• Work request: An image-free reproduction of the data below is needed: print it exactly.

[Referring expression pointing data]
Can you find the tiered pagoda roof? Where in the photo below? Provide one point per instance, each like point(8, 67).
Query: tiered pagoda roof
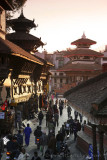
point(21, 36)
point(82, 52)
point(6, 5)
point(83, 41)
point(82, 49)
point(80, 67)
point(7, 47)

• Completed task:
Can you find the tiered pagoda roof? Where in the photo below? Provide one point per instance, each like point(8, 67).
Query: tiered pagoda roof
point(21, 36)
point(82, 52)
point(6, 5)
point(83, 41)
point(82, 49)
point(80, 67)
point(7, 47)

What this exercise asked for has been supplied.